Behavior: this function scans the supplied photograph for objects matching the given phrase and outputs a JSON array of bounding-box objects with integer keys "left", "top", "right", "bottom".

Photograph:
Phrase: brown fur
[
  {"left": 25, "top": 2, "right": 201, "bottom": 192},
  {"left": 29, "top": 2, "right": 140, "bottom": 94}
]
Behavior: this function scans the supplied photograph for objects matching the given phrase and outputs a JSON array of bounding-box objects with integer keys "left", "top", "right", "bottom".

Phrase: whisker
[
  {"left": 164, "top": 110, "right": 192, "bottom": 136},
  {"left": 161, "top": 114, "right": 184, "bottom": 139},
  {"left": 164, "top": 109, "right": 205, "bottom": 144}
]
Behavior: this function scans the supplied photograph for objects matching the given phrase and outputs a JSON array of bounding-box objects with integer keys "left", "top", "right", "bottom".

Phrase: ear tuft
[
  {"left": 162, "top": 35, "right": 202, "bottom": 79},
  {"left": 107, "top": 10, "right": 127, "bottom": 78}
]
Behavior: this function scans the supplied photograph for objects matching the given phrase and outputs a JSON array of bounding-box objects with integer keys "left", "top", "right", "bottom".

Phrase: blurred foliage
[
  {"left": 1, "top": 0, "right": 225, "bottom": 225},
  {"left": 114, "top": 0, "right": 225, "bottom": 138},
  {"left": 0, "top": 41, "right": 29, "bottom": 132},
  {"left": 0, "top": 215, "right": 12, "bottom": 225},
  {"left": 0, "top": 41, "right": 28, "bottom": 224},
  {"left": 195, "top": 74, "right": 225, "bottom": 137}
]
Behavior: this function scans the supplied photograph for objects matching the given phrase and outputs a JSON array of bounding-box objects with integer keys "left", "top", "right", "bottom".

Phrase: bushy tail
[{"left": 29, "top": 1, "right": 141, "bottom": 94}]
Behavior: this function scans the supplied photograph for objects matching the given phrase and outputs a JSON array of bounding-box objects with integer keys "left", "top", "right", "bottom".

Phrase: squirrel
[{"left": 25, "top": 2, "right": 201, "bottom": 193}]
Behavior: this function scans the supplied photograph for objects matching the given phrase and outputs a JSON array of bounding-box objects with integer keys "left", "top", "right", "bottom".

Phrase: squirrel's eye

*What needs to be done:*
Please write out the whole of the material exactly.

*Answer to the problem:*
Behavior: this function scans the supplied photograph for objects matching the given phrase and outputs a JSON array of bounding-box objects with integer keys "left", "top", "right", "bottom".

Photograph:
Phrase: brown fur
[
  {"left": 25, "top": 2, "right": 201, "bottom": 192},
  {"left": 29, "top": 2, "right": 140, "bottom": 94}
]
Behavior: this function scans the supplied photograph for objects matching the given phrase and outputs a JSON array of bounding-box objects with integer keys "left", "top", "right", "bottom".

Phrase: whisker
[
  {"left": 164, "top": 110, "right": 192, "bottom": 136},
  {"left": 161, "top": 114, "right": 184, "bottom": 139},
  {"left": 164, "top": 109, "right": 205, "bottom": 144}
]
Behavior: this function scans the supplied photograph for objects matching the given phrase and outputs a JSON array of bounding-box objects with integer keys "left", "top", "right", "bottom".

Phrase: ear tuft
[
  {"left": 162, "top": 35, "right": 202, "bottom": 79},
  {"left": 107, "top": 10, "right": 127, "bottom": 78}
]
Behavior: this function scans the supplied photograph for objects matching the given phrase and outputs a JSON array of bounding-box objects with integer keys "left", "top", "right", "bottom".

Phrase: blurred foliage
[
  {"left": 1, "top": 0, "right": 225, "bottom": 225},
  {"left": 114, "top": 0, "right": 225, "bottom": 138},
  {"left": 0, "top": 41, "right": 29, "bottom": 132},
  {"left": 0, "top": 215, "right": 12, "bottom": 225},
  {"left": 0, "top": 41, "right": 28, "bottom": 224},
  {"left": 195, "top": 74, "right": 225, "bottom": 137}
]
Behavior: this function scans the supplied photograph for objects matching the given phrase and outputs a JSON array of bounding-box objects with integer keys "left", "top", "right", "bottom".

Phrase: bushy tail
[{"left": 29, "top": 1, "right": 141, "bottom": 94}]
Behavior: this function scans the supplied photograph for objects matching the given phrase and outputs a JSON array of bounding-box objects with integer keys "left", "top", "right", "bottom".

Phrase: squirrel
[{"left": 25, "top": 2, "right": 201, "bottom": 193}]
Behavior: this function scans the supplied photograph for objects matching the given phrase and outputs a JSON array of bounding-box objects with integer keys "left", "top", "right", "bottom".

Phrase: squirrel's eye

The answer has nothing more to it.